* Tasks to perform *
**a.** In the post on Heinlein's writing rules below, what minimum daily word count does the writer mention for sitting down and writing?
**b.** Translate this sentence from the post on Heinlein's writing rules into Spanish: "Writing a novel is about persistence."
**c.** Write the next part of the post on Heinlein's writing rules, picking up after its last sentence.

Heinlein’s Rules for Writing

Robert Heinlein was a science fiction writer who devised these five writing rules.  He believed that few prospective writers actually followed through on these rules, thus contributing to their lack of success.  Since I am going stir crazy waiting for some readers to get back to me, I thought I would take some time to explore these five writing rules since they very much apply to me now.

Rule One: You Must Write

This seems intuitive.  To be a writer, I must write.  However, I know from my own experience that it’s extremely easy to procrastinate and put off writing.  Maybe one more planning exercise or jot down another character bio.  Anything but actually write my novel.  I did this for quite a while until I committed to write every day when the floodgates opened for me (and some might argue they should have stayed closed).  The point is, one needs to sit down, butt in seat, and write, even if it’s only 250 words a day.  One day that novel will be finished.

Rule Two: Finish What You Start

Almost as important as Rule One.  A lot of would-be writers have Chapter One of their big novel they’ve been working on stuck in a drawer, lonely and abandoned.  Writing a novel is about persistence.  It’s a long distance race that requires fortitude, passion, and an obsession to complete a task.  I know near the end that nothing short of death was going to prevent me from finishing that first draft, and later, my edits.  If I accomplished anything in this life, it was going finish this novel.  If it never gets published, heaven forbid, at least I know I gave it my all.

* Dataset excerpt *
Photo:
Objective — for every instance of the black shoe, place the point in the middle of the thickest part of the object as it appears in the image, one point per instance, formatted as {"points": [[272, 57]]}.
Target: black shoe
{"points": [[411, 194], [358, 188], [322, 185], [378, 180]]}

* Answers to each task *
**a.** 250 words a day.

**b.** Escribir una novela es cuestión de perseverancia.

**c.**
Rule Three: You Must Refrain From Rewriting, Except to Editorial Order

This is one of the most controversial and least understood precepts of Heinlein.  Partially, this may be because Heinlein wrote in a different day when the publishing industry was sitting in a healthier state, and where editors could be more hands-on and publishers more willing to take chances on unproven authors.  My own interpretation of this rule is that at a certain point, you have to consider your novel “done” and submit it.  At this stage, unless an editor at a publishing house (or perhaps an agent) wants changes, you should stop editing the novel.  I like to imagine that as I continue, my writing will improve and as such, I will always likely look back on my first writing efforts with a derisive eye.  I could likely edit my first novel ad infinitum but this is not a productive use of my energies.  Sometimes, you have to learn to let go.  Sometimes, “good enough” is good enough.

Rule Four: You Must Put Your Story on the Market

I’m not at this stage yet, but this is the real acid test for a writer, I believe.  Keeping a novel in drawer, to me, is travesty.  It might end up in drawer through lack of interest, but you have to see if what you have on your hands is something special or publishable.  If you don’t try, you’ll never know.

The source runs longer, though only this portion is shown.